_Written task 1_
Rewrite the listing as a numbered list, from its first line up to and including the line with "x=522 y=249", leaving out blank lines and the pictures.

_Source text_
===

Now imagine what would happen if you stuck a piece of wire into the active and neutral of a mains power point that was switched on!!!  Some fireworks, a blown fuse or both - as well as a risk of injury to yourself.  This is the sort of problem that can happen when you don't use measuring equipment properly.

In the case of your wall wart, this is exactly the sort of thing you were doing - but you were fortunate in that things were on a smaller scale and the meter was designed to be able to carry that current.  I would also guarantee you were overloading the wall wart and if you had left it connected it would have heated up very quickly and very likely have been destroyed.

To understand why you kept getting 2A, I will offer you the following very simplified diagram.  This represents your wall wart - but only in a very basic sense.  It is missing a lot of detail that you would find in a real device, but it shows why you would get the same current reading.  To make the maths simpler, I will use the 'ideal' current measuring meter that has zero ohms between the probes.

===

_Input records_
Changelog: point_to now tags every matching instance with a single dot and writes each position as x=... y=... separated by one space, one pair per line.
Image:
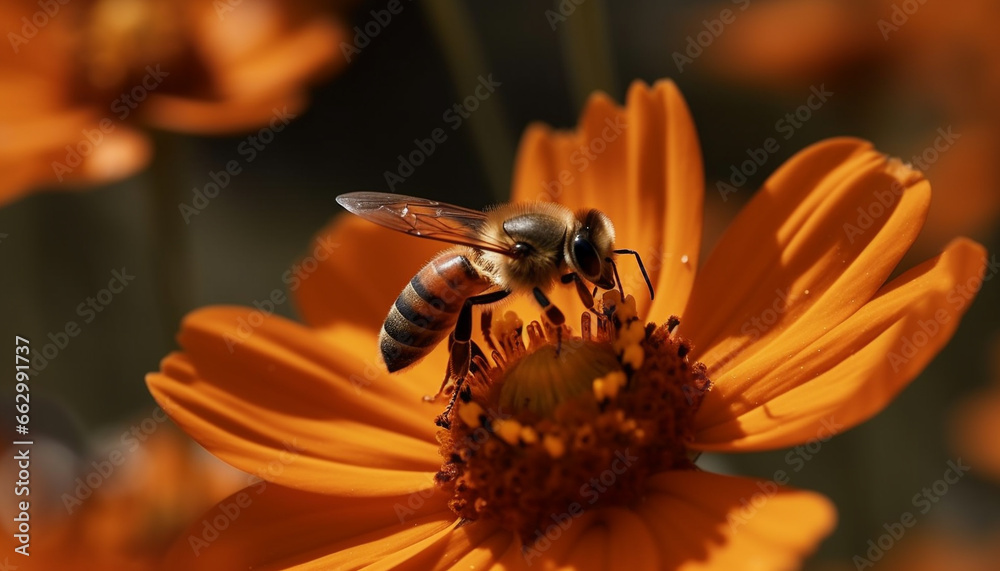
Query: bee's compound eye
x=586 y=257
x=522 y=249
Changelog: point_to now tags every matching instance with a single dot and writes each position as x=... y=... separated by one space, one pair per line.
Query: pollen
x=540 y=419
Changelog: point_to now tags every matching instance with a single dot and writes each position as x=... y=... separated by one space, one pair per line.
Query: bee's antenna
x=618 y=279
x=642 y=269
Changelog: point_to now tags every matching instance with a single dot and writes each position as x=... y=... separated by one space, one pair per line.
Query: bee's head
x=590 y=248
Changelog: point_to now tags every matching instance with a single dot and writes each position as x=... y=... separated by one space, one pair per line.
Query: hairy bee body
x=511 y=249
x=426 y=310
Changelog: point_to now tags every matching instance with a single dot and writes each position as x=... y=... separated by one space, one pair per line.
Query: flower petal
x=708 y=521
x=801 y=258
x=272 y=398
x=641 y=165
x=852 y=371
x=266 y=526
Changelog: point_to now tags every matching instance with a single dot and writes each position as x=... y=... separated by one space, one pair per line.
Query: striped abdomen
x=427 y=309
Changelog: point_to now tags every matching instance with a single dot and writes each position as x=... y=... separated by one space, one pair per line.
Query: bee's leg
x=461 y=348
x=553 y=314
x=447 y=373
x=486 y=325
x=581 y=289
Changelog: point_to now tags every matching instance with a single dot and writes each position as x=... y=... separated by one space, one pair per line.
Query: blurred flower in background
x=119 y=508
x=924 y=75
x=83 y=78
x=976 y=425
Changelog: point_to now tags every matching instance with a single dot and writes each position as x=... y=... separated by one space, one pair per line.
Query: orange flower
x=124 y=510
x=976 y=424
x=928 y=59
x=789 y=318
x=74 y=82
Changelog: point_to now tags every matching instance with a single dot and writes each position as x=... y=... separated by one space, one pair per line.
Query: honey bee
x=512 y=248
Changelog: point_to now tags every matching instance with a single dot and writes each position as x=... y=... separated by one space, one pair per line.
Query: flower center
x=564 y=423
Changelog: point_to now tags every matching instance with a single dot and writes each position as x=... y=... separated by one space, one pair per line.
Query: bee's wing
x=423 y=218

===

_Written task 2_
Extend the passage on measuring the wall wart's current past its final sentence.

_Response 1_
1. Changelog: point_to now tags every matching instance with a single dot and writes each position as x=... y=... separated by one space, one pair per line.
2. Image:
3. Query: bee's compound eye
4. x=586 y=257
5. x=522 y=249

_Response 2_
The story goes like this...
As shown, there are four sections of the transformer that generate 3V each - but the wire that is used in each section has a resistance of 1.5 ohms.
 * When you select 3V, there is only 1 section used and it has a resistance of 1.5 Ω.  Using Ohm's Law V=IR, you get a current of 2A.
 * When you select 6V, there are now two sections used and while this gives you 6V, the resistance across the two sections is 3 Ω.  Again, using Ohm's Law, you get a current of 2A.
 * When you select 9V, there are now three sections used and while this gives you 9V, the resistance across the three sections is 4.5 Ω.  Once more using Ohm's Law, you get a current of 2A.
 * When you select 12V, there are now four sections used and while this gives you 12V, the resistance across the four sections is 6 Ω.  Yet again using Ohm's Law, you get a current of 2A.

This resistance is buried inside the wall wart and something you can't really do anything about it, other than include it in your calculations.  This sort of internal resistance has a name: "Equivalent Series Resistance" or ESR and it is found in every electrical and electronic device - unless it happens to be a superconductor.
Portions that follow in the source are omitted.